* **WHAT YOU NEED TO DO**
Could you rewrite all of the data below, replacing every "Note for the class" with "Reminder for the group" and leaving everything else the same?

* **Location annotation dataset excerpts**
——————————
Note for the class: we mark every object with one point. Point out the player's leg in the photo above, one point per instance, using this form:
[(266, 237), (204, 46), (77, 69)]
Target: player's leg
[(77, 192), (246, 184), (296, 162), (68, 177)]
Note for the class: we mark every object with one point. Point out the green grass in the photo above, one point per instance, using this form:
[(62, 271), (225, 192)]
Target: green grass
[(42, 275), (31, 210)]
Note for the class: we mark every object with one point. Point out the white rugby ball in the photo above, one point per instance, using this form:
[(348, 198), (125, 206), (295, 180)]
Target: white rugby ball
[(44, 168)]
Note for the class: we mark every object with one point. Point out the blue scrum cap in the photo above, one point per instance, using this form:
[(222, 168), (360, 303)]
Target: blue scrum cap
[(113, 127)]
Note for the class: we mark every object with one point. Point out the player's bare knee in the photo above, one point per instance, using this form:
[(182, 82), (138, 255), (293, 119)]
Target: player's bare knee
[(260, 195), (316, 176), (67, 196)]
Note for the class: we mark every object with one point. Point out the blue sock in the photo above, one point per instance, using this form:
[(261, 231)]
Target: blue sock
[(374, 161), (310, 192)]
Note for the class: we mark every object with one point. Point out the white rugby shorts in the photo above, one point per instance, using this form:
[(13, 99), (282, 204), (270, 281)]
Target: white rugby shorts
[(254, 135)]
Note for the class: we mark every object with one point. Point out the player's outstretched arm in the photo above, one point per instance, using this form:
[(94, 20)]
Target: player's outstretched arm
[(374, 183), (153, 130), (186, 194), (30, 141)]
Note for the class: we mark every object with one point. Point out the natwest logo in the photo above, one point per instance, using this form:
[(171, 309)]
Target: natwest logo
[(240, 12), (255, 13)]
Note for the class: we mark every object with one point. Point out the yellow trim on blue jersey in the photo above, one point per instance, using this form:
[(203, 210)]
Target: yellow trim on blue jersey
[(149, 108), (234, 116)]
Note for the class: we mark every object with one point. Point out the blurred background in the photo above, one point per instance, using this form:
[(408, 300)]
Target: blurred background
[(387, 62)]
——————————
* **ANSWER IN FULL**
Reminder for the group: we mark every object with one point. Point out the player's leg in the photo above, one point per instance, using this form:
[(266, 237), (204, 46), (77, 69)]
Target: player's leg
[(77, 192), (246, 184), (296, 162), (68, 177)]
Reminder for the group: we mark every object with one point. Point out the green grass in the photo above, one point per instance, using this form:
[(62, 271), (225, 192)]
Target: green grass
[(42, 275), (31, 210)]
Reminder for the group: we mark every object with one point. Point out the white rugby ball in the photo above, one point per instance, using this form:
[(348, 198), (125, 206), (295, 180)]
Target: white rugby ball
[(44, 168)]
Reminder for the group: we mark every object with one point. Point out the blue scrum cap in the photo above, one point per instance, using this form:
[(222, 168), (360, 303)]
Target: blue scrum cap
[(113, 127)]
Reminder for the group: we mark every object with one point. Point out the player's bare knee in the photo above, one point per instance, using this form:
[(182, 82), (138, 255), (293, 119)]
Target: player's bare knee
[(260, 195), (316, 176), (67, 196)]
Reminder for the group: we mark every object with one point. Point out the blue sock in the photo above, one point per instance, using this form:
[(261, 231)]
Target: blue sock
[(374, 161), (310, 192)]
Reminder for the group: we mark every object with one point. Point out the white rugby shorts in the photo above, one point per instance, using this form:
[(13, 99), (282, 204), (270, 281)]
Target: white rugby shorts
[(254, 135)]
Reminder for the group: we mark every object with one point. Point out the player's outstretched arm in the photo above, one point per instance, using this form:
[(94, 20)]
Target: player's outstretched arm
[(374, 183), (153, 130), (186, 194), (30, 141)]
Reminder for the group: we mark every object with one point. Point out the natwest logo in the photo above, one point per instance, using this form:
[(171, 309)]
Target: natwest logo
[(240, 12), (255, 13)]
Reminder for the group: we mark every object with one point. Point out the yellow trim on blue jersey in the photo above, one point per instance, using this form:
[(203, 210)]
Target: yellow trim on blue jersey
[(149, 108), (234, 116)]
Reminder for the group: we mark every object with one point. Point out the blurred background in the photo above, one point per instance, using this form:
[(408, 300)]
Target: blurred background
[(387, 62)]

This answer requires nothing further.